▶ _Prompt_: Please reproduce the items below with every "formatted sample" swapped for "reference outline" and nothing else changed, leaving out the pictures.
+ + + +
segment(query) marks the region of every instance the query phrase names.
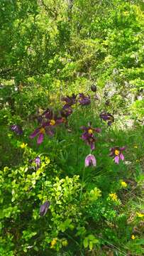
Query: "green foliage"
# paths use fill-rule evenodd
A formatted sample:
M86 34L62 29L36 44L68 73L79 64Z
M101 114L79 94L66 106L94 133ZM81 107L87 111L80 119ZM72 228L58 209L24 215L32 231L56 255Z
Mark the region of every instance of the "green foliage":
M1 255L144 254L143 11L138 0L0 0ZM90 105L72 106L43 144L29 138L79 92ZM92 153L80 139L91 121L101 129ZM115 164L109 149L124 145ZM84 168L89 153L96 166Z

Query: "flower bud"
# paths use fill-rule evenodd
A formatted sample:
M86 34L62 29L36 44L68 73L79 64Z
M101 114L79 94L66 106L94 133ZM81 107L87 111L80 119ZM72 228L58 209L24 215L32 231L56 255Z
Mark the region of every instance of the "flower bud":
M92 92L96 92L96 90L97 90L96 86L94 85L92 85L91 86L91 90L92 90Z

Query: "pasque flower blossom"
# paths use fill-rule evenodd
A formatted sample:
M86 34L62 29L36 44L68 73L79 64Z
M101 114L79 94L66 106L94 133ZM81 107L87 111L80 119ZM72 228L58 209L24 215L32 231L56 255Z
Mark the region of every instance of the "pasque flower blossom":
M124 156L123 151L126 149L126 146L119 147L114 146L110 149L110 156L114 157L114 161L116 164L118 164L120 159L122 161L124 160Z
M109 112L103 112L99 117L101 119L107 122L108 125L111 125L114 122L114 117Z
M45 216L45 215L48 212L50 205L50 202L46 201L43 205L40 206L40 216Z
M73 93L72 96L62 97L62 100L65 102L65 106L70 107L77 102L76 98L77 95Z
M13 124L11 126L11 131L14 132L17 135L21 135L23 134L23 129L20 125Z
M96 160L94 155L89 154L85 158L85 167L88 166L96 166Z
M84 132L82 135L82 139L90 146L91 149L94 150L95 149L95 142L96 138L94 137L94 132L100 132L100 128L93 128L91 126L91 123L88 124L89 127L82 127L81 129Z
M88 105L91 103L91 97L89 95L85 96L84 93L79 93L78 102L82 106Z

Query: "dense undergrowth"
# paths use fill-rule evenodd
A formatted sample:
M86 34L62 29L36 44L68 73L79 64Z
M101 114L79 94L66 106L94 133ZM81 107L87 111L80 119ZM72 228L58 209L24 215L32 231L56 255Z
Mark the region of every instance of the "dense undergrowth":
M143 1L0 1L0 255L144 255Z

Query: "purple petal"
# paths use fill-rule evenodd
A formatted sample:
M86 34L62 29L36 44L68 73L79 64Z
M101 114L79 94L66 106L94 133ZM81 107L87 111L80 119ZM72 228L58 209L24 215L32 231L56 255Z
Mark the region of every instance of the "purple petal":
M52 129L50 129L46 130L46 134L48 135L50 135L50 136L52 137L54 135L55 132Z
M91 142L90 146L91 146L91 149L92 150L94 150L95 149L95 145L94 145L94 142Z
M119 156L116 156L114 158L114 161L116 164L119 164Z
M101 132L101 128L95 128L94 131L96 132Z
M37 143L38 144L41 144L43 142L43 137L44 137L43 134L40 133L40 135L38 137Z
M120 154L119 157L121 160L123 160L123 161L124 160L124 156L122 153Z
M123 151L123 150L125 150L126 149L126 146L122 146L121 148L120 148L119 149L120 149L120 151Z
M39 134L39 132L40 132L40 129L39 129L39 128L35 129L35 130L33 132L33 133L32 133L32 134L30 135L30 139L34 138L36 135L38 135L38 134Z
M38 135L39 134L39 132L40 132L40 129L39 128L35 129L35 130L33 132L33 133L32 133L30 135L30 139L34 138L36 135Z
M85 158L85 167L93 166L96 166L96 160L95 156L92 154L89 154Z
M50 203L49 201L45 201L43 205L40 206L40 216L45 216L45 215L48 212L50 205Z

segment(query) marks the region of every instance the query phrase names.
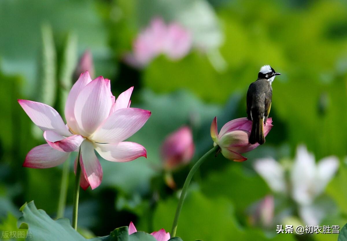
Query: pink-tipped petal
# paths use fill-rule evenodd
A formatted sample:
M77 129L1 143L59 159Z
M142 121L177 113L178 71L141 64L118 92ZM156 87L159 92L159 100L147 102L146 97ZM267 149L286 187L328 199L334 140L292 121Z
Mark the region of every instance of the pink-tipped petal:
M75 105L77 97L82 89L92 81L87 71L82 73L70 91L65 103L65 116L70 129L75 133L78 132L77 123L75 117Z
M222 148L221 152L224 157L231 161L237 162L244 161L247 160L241 154L227 148Z
M130 105L130 97L133 89L134 86L133 86L119 95L116 102L112 105L110 114L120 109L129 107Z
M159 231L153 232L151 235L155 238L157 241L168 241L170 239L170 234L167 233L165 230L162 229Z
M161 154L165 167L171 169L191 161L195 150L192 130L183 126L165 139Z
M128 229L128 232L129 232L129 235L137 232L137 230L135 227L135 225L134 225L132 222L130 222L130 223L129 224L129 227Z
M81 155L81 154L80 154L80 159L82 158ZM76 159L75 159L75 163L74 166L74 171L75 172L75 175L76 175L76 169L77 169L77 157L76 157ZM86 179L83 173L81 173L81 177L79 178L79 186L85 191L87 190L87 189L89 187L89 183L88 182L88 181Z
M90 139L100 143L122 141L143 126L151 114L142 109L120 109L110 115Z
M264 127L264 136L265 137L270 131L270 130L272 128L273 126L271 124L272 121L271 118L269 118L266 121L266 124L265 126ZM250 135L250 131L248 133L248 137L249 138ZM250 151L254 149L255 149L259 146L259 144L258 143L254 144L251 144L248 143L247 145L240 146L235 146L232 148L230 148L230 149L232 149L234 151L238 153L245 153Z
M100 77L87 84L76 99L74 114L78 132L93 134L109 115L112 105L109 80Z
M43 137L51 147L66 152L76 151L83 141L83 137L75 135L65 138L53 131L46 131Z
M147 158L143 146L135 142L124 141L117 143L95 143L95 150L104 159L110 161L132 161L140 157Z
M217 144L218 143L218 130L217 129L217 117L213 118L212 121L211 128L211 137L212 140Z
M221 147L232 148L242 147L249 144L249 133L243 130L236 130L222 136L219 145Z
M49 105L40 102L18 100L33 122L43 131L54 131L64 136L71 135L59 114Z
M252 120L249 120L245 117L235 119L227 123L223 126L219 132L219 138L226 133L235 130L243 130L250 132L252 128Z
M44 144L34 148L25 157L23 166L32 168L49 168L61 164L66 160L68 152L64 152Z
M87 140L81 145L79 163L82 169L81 175L84 175L91 188L93 189L98 187L102 179L102 169L94 152L93 144Z

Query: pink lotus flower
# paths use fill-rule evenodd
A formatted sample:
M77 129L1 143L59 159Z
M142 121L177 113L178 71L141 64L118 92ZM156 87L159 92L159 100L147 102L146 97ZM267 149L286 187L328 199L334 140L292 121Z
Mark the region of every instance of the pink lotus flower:
M190 33L179 24L167 25L162 19L155 18L139 34L134 43L133 53L126 55L125 60L141 67L161 54L171 60L178 60L188 53L192 44Z
M271 118L266 121L264 127L264 135L266 135L273 126ZM211 125L211 137L213 145L219 146L222 154L226 158L235 161L244 161L247 160L241 155L248 152L259 145L259 144L251 144L248 139L251 134L252 122L246 118L239 118L229 121L225 125L219 134L217 129L217 117L215 117Z
M129 235L137 232L133 222L130 222L128 231ZM157 241L168 241L170 239L170 234L168 232L167 233L164 229L162 229L159 231L153 232L151 235L155 238Z
M116 99L111 92L109 80L100 76L92 81L88 72L82 73L67 98L66 125L50 106L18 100L33 122L44 132L47 143L31 149L23 166L34 168L55 167L65 161L70 152L78 151L80 148L81 185L85 190L89 186L92 189L97 187L102 178L101 166L94 149L110 161L128 161L146 157L143 146L123 141L139 130L151 114L148 110L130 108L133 89L130 88Z
M164 168L170 170L187 164L192 160L195 149L190 128L183 126L171 133L161 146L161 154Z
+ + + +
▶ _The solution_:
segment(query) marks the region of every instance the query phrase names.
Query: "green foliage"
# paths use fill-rule evenodd
A reference outline:
M86 34L62 29L36 44L68 73L79 64Z
M101 114L79 94L66 106L94 133ZM81 107L87 111L80 119ZM72 228L58 209L24 215L32 231L56 255Z
Mark the region of every instance of the "green foliage":
M1 255L144 254L143 11L138 0L0 0ZM90 105L72 106L43 144L29 138L79 92ZM92 153L80 139L91 121L101 129ZM115 164L109 149L124 145ZM84 168L89 153L96 166Z

Query: "flower bud"
# paths use fill-rule evenodd
A reference outline:
M86 34L62 29L36 44L68 73L79 64Z
M101 114L79 94L66 106L94 133ZM81 107L87 111L80 119ZM72 228L58 209L24 215L32 231L56 255Z
Mark the region of every instance of the "flower bud":
M92 92L96 92L96 90L97 90L96 86L94 85L92 85L91 86L91 90L92 90Z

Query: "pasque flower blossom"
# paths use fill-rule evenodd
A reference outline:
M86 34L62 29L36 44L68 73L79 64Z
M101 114L79 94L66 106L94 133ZM81 107L87 111L80 119ZM72 228L58 209L24 215L32 231L56 255Z
Mark the region of every instance of the "pasque flower blossom":
M124 156L123 151L126 149L126 146L119 147L114 146L110 149L110 156L114 157L114 161L116 164L118 164L120 159L122 161L124 160Z
M109 112L103 112L99 117L101 119L107 122L108 125L111 125L114 122L114 117Z
M45 216L45 215L48 212L50 205L50 202L46 201L43 205L40 206L40 216Z
M73 93L72 96L62 97L62 100L65 102L65 106L70 107L77 102L76 98L77 95Z
M13 124L11 126L11 131L14 132L17 135L21 135L23 134L23 129L20 125Z
M96 160L94 155L89 154L85 158L85 167L88 166L96 166Z
M84 132L82 135L82 139L90 146L91 149L94 150L95 149L95 142L96 138L94 137L94 132L100 132L100 128L93 128L91 126L91 123L88 124L89 127L82 127L81 129Z
M88 105L91 103L91 97L89 95L85 96L84 93L79 93L78 102L82 106Z

Query: "dense undergrowth"
# paths use fill-rule evenodd
A reference outline:
M86 34L62 29L36 44L68 73L79 64Z
M101 114L79 94L66 106L94 133ZM81 107L87 111L80 119ZM72 228L58 209L24 215L32 231L56 255Z
Mark the region of every instance of the "dense undergrowth":
M143 1L0 1L0 255L144 255Z

Query: "purple petal"
# paths use fill-rule evenodd
A reference outline:
M86 34L62 29L36 44L68 73L79 64Z
M101 114L79 94L66 106L94 133ZM81 107L87 111L80 119ZM72 228L58 209L24 215L32 231L56 255Z
Mark the region of every instance of the "purple petal":
M52 129L50 129L46 130L46 134L48 135L50 135L50 136L52 137L54 135L55 132Z
M91 142L90 146L91 146L91 149L92 150L94 150L95 149L95 145L94 145L94 142Z
M119 156L116 156L114 158L114 161L116 164L119 164Z
M101 132L101 128L95 128L94 131L96 132Z
M37 143L38 144L41 144L43 142L43 137L44 137L43 134L40 133L40 135L38 137Z
M120 154L119 157L121 160L123 160L123 161L124 160L124 156L122 153Z
M123 151L123 150L125 150L126 149L126 146L122 146L121 148L120 148L119 149L120 149L120 151Z
M39 134L39 132L40 132L40 129L39 129L39 128L35 129L35 130L33 132L33 133L32 133L32 134L30 135L30 139L34 138L36 135L38 135L38 134Z
M38 135L39 134L39 132L40 132L40 129L39 128L35 129L35 130L33 132L33 133L32 133L30 135L30 139L34 138L36 135Z
M85 158L85 167L93 166L96 166L96 160L95 156L92 154L89 154Z
M50 203L49 201L45 201L43 205L40 206L40 216L45 216L45 215L48 212L50 205Z

segment(query) marks the region of every instance the query phrase names.
Query: pink-tipped petal
# paths use fill-rule evenodd
A reference outline:
M77 129L1 143L59 159Z
M142 121L177 113L178 71L141 64L118 92ZM156 87L159 92L159 100L147 102L146 97ZM267 149L286 187L328 199L334 140L292 121Z
Mark the region of every instance of the pink-tipped petal:
M75 105L77 97L82 89L92 81L87 71L82 73L70 91L65 103L65 116L70 129L75 133L78 132L77 123L75 117Z
M222 148L221 152L224 157L231 161L237 162L244 161L247 160L241 154L227 148Z
M130 105L130 97L133 89L134 86L133 86L119 95L116 102L112 105L110 114L120 109L129 107Z
M159 231L153 232L151 235L155 238L157 241L168 241L170 239L170 234L167 233L165 230L162 229Z
M161 154L165 167L171 169L191 161L195 150L192 130L183 126L165 139Z
M128 229L128 232L129 232L129 235L137 232L137 230L135 227L135 225L134 225L132 222L130 222L130 223L129 224L129 227Z
M81 155L81 154L80 154L80 159L82 158ZM76 159L75 159L75 163L74 166L74 171L75 172L75 175L76 175L76 169L77 169L77 157L76 157ZM86 179L83 173L81 173L81 177L79 178L79 186L85 191L87 190L87 189L89 187L89 183L88 182L88 181Z
M90 139L100 143L122 141L143 126L151 114L142 109L120 109L110 115Z
M264 127L264 136L265 137L270 131L270 130L272 128L273 126L271 124L272 121L271 118L269 118L266 121L266 124L265 126ZM250 135L250 131L248 133L248 137L249 138ZM250 151L254 149L255 149L259 146L259 144L258 143L254 144L251 144L248 143L247 145L240 146L235 146L232 148L230 148L230 149L232 149L234 151L238 153L245 153Z
M100 77L87 84L76 99L74 114L78 132L93 134L109 115L112 105L109 80Z
M43 137L51 147L66 152L76 151L83 141L83 137L75 135L65 138L53 131L46 131Z
M147 158L143 146L135 142L124 141L117 143L95 143L95 150L104 159L110 161L132 161L140 157Z
M217 144L218 143L218 130L217 129L217 117L213 118L212 121L211 128L211 137L212 140Z
M221 147L232 148L242 147L249 144L249 133L243 130L236 130L222 136L219 145Z
M49 105L40 102L18 100L33 122L43 131L54 131L64 136L71 135L59 114Z
M252 120L249 120L245 117L235 119L227 123L223 126L219 132L219 138L226 133L235 130L243 130L250 132L252 128Z
M44 144L34 148L25 157L23 166L32 168L49 168L61 164L66 160L68 152L64 152Z
M87 140L81 145L79 163L82 169L81 175L84 175L91 188L93 189L98 187L102 179L102 169L94 152L93 144Z

Query: pink lotus flower
# paths use fill-rule evenodd
A reference outline:
M77 129L1 143L59 159Z
M142 121L177 113L178 71L141 64L118 92ZM156 87L159 92L159 100L147 102L146 97ZM267 149L286 187L328 199L334 140L292 121Z
Mark the region of every instance of the pink lotus flower:
M190 33L179 24L167 25L162 19L155 18L139 34L134 43L133 53L126 55L125 60L141 67L161 54L171 60L178 60L188 53L192 44Z
M271 118L266 121L264 127L264 135L266 135L273 126ZM211 125L211 137L213 145L219 146L222 154L226 158L235 161L244 161L247 160L241 155L248 152L259 145L259 144L251 144L248 139L251 134L252 122L246 118L239 118L229 121L225 125L219 134L217 129L217 117L215 117Z
M129 235L137 232L133 222L130 222L128 231ZM157 241L168 241L170 239L170 234L168 232L167 233L164 229L162 229L159 231L153 232L151 235L155 238Z
M116 99L111 92L109 80L100 76L92 81L88 72L82 73L67 98L66 125L50 106L18 100L33 122L44 132L47 143L31 149L23 166L34 168L55 167L65 161L70 152L78 151L80 148L81 185L85 190L89 186L92 189L97 187L102 178L101 166L94 149L110 161L128 161L146 157L143 146L123 141L139 130L151 114L148 110L130 108L133 89L130 88Z
M164 168L170 170L187 164L192 160L195 149L190 128L183 126L171 133L161 146L161 154Z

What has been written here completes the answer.